Tujuan Tugas 1:
Ringkaslah paragraf dalam teks tentang Gunung Lumut yang diawali "Ketua Yayasan Gunung Lumut-Muller Syahdan Sindrah" menjadi satu kalimat yang lebih pendek tanpa menghilangkan fakta utamanya.
Tujuan Tugas 2:
Ganti sebutan "endemik" menjadi "khas" dalam bagian teks tentang Gunung Lumut mulai dari "Ekspedisi tersebut berhasil" sampai dengan "yang endemik Kalimantan.", lalu tuliskan kembali bagian tersebut.

Informasi siapa saja yang pernah mencapai puncak tertinggi gunung tersebut masih simpang siur meski ada penduduk dari salah satu desa terdekat yang membenarkan soal keberadaan patok milik Belanda di puncak gunung.

Pada satu kesempatan dalam media trip bersama WWF Kalimantan Tengah untuk mengobservasi kawasan Gunung Lumut dan Desa Muara Mea pada tanggal 11--20 November 2013, Kepala Adat Desa Muara Mea Mantung mengatakan puncak dari gunung yang memang disakralkan masyarakat Dayak penganut Kaharingan tersebut tidak dapat didaki.

"Tidak bisa sampai puncak, bisa mati," ujar Mantung.

Terlepas dari unsur mistis yang menjadi kepercayaan masyarakat desa di sekitar gunung tersebut, medan menuju puncak-puncak Gunung Lumut memang tidak mudah.

Ketua Yayasan Gunung Lumut-Muller Syahdan Sindrah yang pernah mendampingi Tim Ekspedisi Muller Lembaga Ilmu Pengetahuan Indonesia (LIPI) yang melakukan penelitian di gunung tersebut pada tahun 2003 mengaku hanya sampai di puncak kelima dengan ketinggian sekitar 1.040 mdpl.

Setelah 23 hari melakukan penelitian, menurut dia, tim ekspedisi dari LIPI ini memutuskan untuk turun.

Salah satu yang menjadi alasan karena tidak ada lagi sumber air yang dapat dipergunakan untuk bertahan hingga ke puncak tertinggi, yakni puncak ketujuh Gunung Lumut tersebut.

Baik Mantung maupun Syahdan membenarkan adanya udang yang hidup di antara lumut-lumut tebal di gunung tersebut.

Mantung pun mengaku pernah melihat kura-kura dengan leher panjang yang hidup tidak jauh dari salah satu danau kecil di sana.

Sesuai namanya, gunung ini memang memiliki keistimewaan berupa hamparan-hamparan lumut yang menutupi tanah, batu, batang pohon, hingga ranting.

Menurut Syahdan, ketebalan lumut tersebut makin menjadi-jadi di atas ketinggian sekitar 900 mdpl meski di ketinggian sekitar 600 mdpl pun hamparan lumut sudah dapat terlihat.

"Kalau kita masuk, bisa sampai ke paha atau pinggang. Jadi, harus hati-hati kalau melangkah, takutnya terperosok. Kadang di bawah lumut itu ada tikus hutan atau hewan-hewan kecil lain hidup di sana," lanjutnya.

Observasi Gunung Lumut

LIPI mendapat kepercayaan untuk melakukan survei potensi keanekaragaman hayati di pegunungan Mueller dengan membentuk Tim Ekspedisi Mueller yang melibatkan beberapa ahli dan terbagi dari tiga bagian yang berlangsung mulai dari 2003 hingga 2005.

Ekspedisi tersebut berhasil menginventarisasi 1.200 jenis tumbuhan, 159 jenis burung, 24 jenis kupu-kupu, 282 jenis ngengat, 17 jenis reptil, 11 jenis ampibi, 41 invertebrata gua, dan 82 jenis ikan. Tercatat pula sedikitnya 40 jenis tumbuhan, sembilan jenis ikan, dan 10 jenis burung yang endemik Kalimantan.

Bahan yang Disediakan:
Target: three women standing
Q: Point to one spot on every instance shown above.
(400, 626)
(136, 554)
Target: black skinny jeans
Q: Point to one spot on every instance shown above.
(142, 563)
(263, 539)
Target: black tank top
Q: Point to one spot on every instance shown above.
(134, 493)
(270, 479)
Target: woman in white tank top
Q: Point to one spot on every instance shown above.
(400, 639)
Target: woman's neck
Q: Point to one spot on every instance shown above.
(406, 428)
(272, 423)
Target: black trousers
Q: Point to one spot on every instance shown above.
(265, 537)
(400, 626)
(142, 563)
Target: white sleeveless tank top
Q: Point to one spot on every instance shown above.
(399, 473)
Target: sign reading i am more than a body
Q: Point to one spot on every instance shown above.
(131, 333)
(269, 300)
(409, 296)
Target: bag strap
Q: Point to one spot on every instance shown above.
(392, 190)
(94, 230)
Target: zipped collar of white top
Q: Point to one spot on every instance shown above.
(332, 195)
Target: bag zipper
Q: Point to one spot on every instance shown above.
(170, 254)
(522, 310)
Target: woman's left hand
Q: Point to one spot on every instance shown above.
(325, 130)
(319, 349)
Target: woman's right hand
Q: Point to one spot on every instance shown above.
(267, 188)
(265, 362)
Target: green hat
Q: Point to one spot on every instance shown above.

Jawaban Lengkap 1:
Syahdan Sindrah, Ketua Yayasan Gunung Lumut-Muller, pernah mendampingi Tim Ekspedisi Muller LIPI yang meneliti gunung itu pada tahun 2003 dan mengaku hanya sampai di puncak kelima yang tingginya sekitar 1.040 mdpl.

Jawaban Lengkap 2:
Ekspedisi tersebut berhasil menginventarisasi 1.200 jenis tumbuhan, 159 jenis burung, 24 jenis kupu-kupu, 282 jenis ngengat, 17 jenis reptil, 11 jenis ampibi, 41 invertebrata gua, dan 82 jenis ikan. Tercatat pula sedikitnya 40 jenis tumbuhan, sembilan jenis ikan, dan 10 jenis burung yang khas Kalimantan.